(Stored data entries)
════════════════════

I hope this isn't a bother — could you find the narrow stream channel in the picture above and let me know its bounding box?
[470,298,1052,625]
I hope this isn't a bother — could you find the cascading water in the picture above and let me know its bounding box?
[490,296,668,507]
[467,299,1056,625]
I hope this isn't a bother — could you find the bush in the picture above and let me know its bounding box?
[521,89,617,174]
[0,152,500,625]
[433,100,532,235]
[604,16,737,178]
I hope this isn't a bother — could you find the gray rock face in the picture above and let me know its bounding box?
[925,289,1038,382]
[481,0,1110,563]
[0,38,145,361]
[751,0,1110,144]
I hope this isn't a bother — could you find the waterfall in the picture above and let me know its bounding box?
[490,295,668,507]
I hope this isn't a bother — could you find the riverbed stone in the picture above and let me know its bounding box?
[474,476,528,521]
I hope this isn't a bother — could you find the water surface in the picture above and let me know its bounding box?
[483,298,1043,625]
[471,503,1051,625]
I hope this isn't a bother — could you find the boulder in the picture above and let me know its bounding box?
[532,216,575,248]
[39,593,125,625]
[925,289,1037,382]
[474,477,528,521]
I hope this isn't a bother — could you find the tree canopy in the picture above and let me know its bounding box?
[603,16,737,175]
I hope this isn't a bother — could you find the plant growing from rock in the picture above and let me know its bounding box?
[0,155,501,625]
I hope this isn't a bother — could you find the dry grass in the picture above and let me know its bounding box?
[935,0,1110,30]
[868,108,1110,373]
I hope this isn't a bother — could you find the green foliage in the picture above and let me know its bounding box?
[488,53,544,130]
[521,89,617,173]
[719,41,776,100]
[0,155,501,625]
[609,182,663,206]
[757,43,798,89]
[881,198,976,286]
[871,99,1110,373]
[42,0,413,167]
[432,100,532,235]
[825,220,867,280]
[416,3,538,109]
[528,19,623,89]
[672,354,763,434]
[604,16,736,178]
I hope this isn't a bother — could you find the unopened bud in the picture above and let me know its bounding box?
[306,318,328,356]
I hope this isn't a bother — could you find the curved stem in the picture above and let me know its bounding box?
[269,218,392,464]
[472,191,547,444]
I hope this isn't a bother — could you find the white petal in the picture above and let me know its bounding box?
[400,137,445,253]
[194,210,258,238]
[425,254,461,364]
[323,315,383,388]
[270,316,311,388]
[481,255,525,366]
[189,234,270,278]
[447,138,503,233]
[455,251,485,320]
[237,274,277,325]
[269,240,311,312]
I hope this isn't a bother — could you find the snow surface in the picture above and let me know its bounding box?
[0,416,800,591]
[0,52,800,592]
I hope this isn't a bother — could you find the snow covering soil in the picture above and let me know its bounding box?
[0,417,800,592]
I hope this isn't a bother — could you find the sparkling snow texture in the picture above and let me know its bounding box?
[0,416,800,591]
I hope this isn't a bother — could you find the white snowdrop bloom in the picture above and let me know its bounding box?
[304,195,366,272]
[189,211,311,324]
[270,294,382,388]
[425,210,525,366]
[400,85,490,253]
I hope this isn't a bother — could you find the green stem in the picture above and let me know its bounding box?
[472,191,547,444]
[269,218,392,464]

════════════════════

Put the lines into a JSON list of strings, one string per line and no blank lines, beginning at the line that contains "find the tree" and stopping after the last line.

[
  "I hope this isn't a bother — could you find the tree canopy in the picture above and let me know its bounding box?",
  "[603,16,737,175]",
  "I hope this isn't a bother — could you find the plant growing from rock in the picture above and let me know its bounding box?",
  "[0,155,501,625]",
  "I hope this isn't a bother — could you find the dry grass in the picture above and let me know its bounding box?",
  "[935,0,1110,30]",
  "[868,108,1110,373]",
  "I hope this isn't a bother — could you find the green foliage in the picture above and let me know its bounding box?",
  "[488,53,544,130]",
  "[521,89,617,173]",
  "[719,41,776,100]",
  "[0,155,501,625]",
  "[609,182,663,206]",
  "[757,43,798,89]",
  "[881,198,976,286]",
  "[871,99,1110,373]",
  "[42,0,413,167]",
  "[432,100,532,235]",
  "[825,220,867,280]",
  "[416,3,538,109]",
  "[528,19,623,89]",
  "[672,354,763,434]",
  "[604,16,736,178]",
  "I hope this isn't a bother — could you find the unopened bud in the picture above and let me know its bounding box?",
  "[306,318,328,356]",
  "I hope this isn't a bother — could you find the curved stem in the picture above and let me know its bounding box?",
  "[269,218,392,464]",
  "[472,191,547,444]",
  "I hope this isn't a bother — could you find the white petal in the picture above and let me know its bounding box?",
  "[400,137,445,253]",
  "[194,210,258,238]",
  "[425,254,461,364]",
  "[323,315,383,388]",
  "[270,316,311,388]",
  "[481,255,525,366]",
  "[189,234,270,278]",
  "[447,138,503,233]",
  "[455,251,485,320]",
  "[237,274,277,325]",
  "[269,240,311,312]",
  "I hope this isn't a bother — could you find the snow surface in the picture above and let me know its bounding box?",
  "[0,416,800,591]",
  "[0,52,800,592]",
  "I hope this isn't a bother — could you find the snow covering soil in the picture above and let me know its bounding box?",
  "[0,417,800,592]",
  "I hope this isn't a bother — could you find the sparkling snow texture in the picture above and let me know its bounding box?",
  "[0,416,800,591]",
  "I hope this isn't a bother — could you find the white snowdrop bloom in the picture above and let me know its bounding box?",
  "[304,195,366,272]",
  "[189,211,311,324]",
  "[270,294,382,388]",
  "[425,210,525,366]",
  "[400,85,490,253]",
  "I hope this isn't a bother — could you find the green stem in the picture above and let me know its bounding box?",
  "[472,191,547,444]",
  "[269,218,392,464]"
]